DATA IN THIS EXERCISE:
════════
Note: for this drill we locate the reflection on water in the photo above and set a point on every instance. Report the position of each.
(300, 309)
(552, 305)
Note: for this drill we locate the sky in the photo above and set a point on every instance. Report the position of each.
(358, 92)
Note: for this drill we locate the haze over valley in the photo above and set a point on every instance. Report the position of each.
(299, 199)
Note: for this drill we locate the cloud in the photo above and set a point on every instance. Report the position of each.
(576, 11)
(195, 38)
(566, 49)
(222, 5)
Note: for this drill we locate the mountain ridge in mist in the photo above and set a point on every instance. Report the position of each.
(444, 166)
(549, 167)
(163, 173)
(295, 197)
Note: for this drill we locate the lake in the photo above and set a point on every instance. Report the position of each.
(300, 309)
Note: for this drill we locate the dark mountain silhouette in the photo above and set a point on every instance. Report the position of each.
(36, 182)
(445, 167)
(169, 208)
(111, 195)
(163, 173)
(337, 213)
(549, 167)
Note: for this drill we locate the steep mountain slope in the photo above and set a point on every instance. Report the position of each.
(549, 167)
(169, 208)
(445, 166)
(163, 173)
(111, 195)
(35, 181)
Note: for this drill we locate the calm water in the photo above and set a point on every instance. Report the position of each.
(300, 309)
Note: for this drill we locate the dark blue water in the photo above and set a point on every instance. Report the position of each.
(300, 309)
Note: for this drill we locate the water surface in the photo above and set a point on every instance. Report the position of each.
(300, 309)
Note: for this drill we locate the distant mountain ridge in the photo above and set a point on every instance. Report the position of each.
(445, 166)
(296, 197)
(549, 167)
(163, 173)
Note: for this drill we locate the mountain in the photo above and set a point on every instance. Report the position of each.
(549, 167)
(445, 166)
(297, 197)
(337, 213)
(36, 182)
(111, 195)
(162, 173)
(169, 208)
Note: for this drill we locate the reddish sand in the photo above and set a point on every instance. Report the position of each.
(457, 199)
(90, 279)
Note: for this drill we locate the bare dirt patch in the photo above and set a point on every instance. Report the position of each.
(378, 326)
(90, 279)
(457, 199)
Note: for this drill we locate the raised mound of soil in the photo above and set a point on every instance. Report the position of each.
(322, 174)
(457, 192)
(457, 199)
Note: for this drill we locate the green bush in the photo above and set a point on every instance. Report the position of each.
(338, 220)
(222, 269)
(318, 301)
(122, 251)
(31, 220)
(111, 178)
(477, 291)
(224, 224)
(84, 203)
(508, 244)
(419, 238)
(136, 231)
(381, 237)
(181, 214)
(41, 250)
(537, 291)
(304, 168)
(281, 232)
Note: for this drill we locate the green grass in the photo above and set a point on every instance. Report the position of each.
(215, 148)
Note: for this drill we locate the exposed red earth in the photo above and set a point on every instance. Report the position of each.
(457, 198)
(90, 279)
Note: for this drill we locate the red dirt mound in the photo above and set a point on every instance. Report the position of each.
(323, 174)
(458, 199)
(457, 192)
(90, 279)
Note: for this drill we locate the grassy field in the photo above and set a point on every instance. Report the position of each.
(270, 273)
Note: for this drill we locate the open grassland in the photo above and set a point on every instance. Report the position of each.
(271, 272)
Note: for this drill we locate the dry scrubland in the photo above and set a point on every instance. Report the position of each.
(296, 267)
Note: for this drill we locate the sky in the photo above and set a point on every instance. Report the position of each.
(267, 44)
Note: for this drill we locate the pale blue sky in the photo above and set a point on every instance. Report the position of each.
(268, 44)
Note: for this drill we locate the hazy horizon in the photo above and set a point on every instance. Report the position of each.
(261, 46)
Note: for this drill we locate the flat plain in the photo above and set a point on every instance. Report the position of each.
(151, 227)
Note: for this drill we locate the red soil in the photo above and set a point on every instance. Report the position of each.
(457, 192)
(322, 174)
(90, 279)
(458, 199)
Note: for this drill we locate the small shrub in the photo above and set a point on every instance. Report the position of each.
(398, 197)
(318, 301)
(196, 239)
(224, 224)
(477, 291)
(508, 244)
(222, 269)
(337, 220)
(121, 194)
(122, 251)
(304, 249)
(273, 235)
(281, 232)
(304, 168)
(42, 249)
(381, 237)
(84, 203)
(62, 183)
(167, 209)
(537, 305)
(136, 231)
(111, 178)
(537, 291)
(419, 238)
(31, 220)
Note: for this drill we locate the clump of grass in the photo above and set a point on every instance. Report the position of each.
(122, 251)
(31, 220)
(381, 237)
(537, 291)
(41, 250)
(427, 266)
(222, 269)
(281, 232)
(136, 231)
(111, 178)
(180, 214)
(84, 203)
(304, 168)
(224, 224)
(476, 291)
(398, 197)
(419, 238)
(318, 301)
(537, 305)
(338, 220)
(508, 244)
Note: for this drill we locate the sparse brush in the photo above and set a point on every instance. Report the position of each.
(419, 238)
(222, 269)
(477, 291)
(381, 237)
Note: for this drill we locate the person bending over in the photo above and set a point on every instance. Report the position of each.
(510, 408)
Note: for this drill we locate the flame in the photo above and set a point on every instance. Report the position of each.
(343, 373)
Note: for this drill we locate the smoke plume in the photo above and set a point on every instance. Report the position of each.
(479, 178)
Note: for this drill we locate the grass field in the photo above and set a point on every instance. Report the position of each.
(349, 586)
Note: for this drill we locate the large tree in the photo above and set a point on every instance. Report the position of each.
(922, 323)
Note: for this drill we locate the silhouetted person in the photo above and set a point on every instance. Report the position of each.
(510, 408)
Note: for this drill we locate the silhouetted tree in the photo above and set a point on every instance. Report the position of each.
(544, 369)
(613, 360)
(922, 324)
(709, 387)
════════
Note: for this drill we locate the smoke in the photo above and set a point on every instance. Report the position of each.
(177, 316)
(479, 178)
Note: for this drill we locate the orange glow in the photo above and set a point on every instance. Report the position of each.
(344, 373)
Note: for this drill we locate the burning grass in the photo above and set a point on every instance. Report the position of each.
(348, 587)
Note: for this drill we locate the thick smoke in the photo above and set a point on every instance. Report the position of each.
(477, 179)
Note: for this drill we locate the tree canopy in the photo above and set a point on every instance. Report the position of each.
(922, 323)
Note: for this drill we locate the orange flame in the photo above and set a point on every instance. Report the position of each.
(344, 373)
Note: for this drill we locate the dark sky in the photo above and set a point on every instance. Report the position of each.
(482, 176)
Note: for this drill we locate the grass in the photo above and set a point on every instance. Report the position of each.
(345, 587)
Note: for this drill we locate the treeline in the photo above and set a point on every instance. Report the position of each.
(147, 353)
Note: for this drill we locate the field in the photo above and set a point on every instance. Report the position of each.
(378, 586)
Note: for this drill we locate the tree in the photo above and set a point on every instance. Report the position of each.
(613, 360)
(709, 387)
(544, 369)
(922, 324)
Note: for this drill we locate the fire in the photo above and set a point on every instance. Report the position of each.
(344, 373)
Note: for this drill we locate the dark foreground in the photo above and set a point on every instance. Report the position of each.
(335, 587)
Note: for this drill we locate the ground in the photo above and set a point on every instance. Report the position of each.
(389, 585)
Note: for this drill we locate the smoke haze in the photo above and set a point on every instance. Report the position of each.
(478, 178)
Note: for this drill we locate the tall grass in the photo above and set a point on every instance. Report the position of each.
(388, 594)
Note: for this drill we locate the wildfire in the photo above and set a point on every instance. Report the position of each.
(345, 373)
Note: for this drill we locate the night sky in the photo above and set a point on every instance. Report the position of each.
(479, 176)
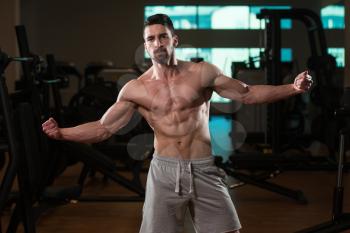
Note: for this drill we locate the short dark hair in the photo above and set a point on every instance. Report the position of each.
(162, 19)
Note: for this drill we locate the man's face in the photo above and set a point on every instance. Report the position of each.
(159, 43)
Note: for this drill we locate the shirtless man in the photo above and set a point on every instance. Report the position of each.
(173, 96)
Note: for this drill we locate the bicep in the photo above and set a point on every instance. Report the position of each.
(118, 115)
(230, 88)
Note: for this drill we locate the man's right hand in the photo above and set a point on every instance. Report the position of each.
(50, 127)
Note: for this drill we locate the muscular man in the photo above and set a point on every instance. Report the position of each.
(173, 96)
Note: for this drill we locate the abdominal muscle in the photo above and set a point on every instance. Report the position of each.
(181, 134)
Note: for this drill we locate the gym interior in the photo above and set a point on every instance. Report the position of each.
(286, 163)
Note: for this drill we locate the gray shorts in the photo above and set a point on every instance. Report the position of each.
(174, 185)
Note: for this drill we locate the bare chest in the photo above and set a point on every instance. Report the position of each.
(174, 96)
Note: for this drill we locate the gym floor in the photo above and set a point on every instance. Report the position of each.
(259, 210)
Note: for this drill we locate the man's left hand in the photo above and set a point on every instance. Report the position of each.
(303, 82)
════════
OBJECTIVE: Pick out each line in the items above that contains the word "field", and copy those lines. Case matters.

SOLUTION FOR THIS EXERCISE:
Note: for this drill we locate the grassy field in the photo above and set a point on every instance. Report the position of each.
Note: for this drill we locate the grass field in the photo above and set a point on every instance. Report the position of each.
Note: for this drill we locate the field in the photo above and set a point on every instance. Report the position of each.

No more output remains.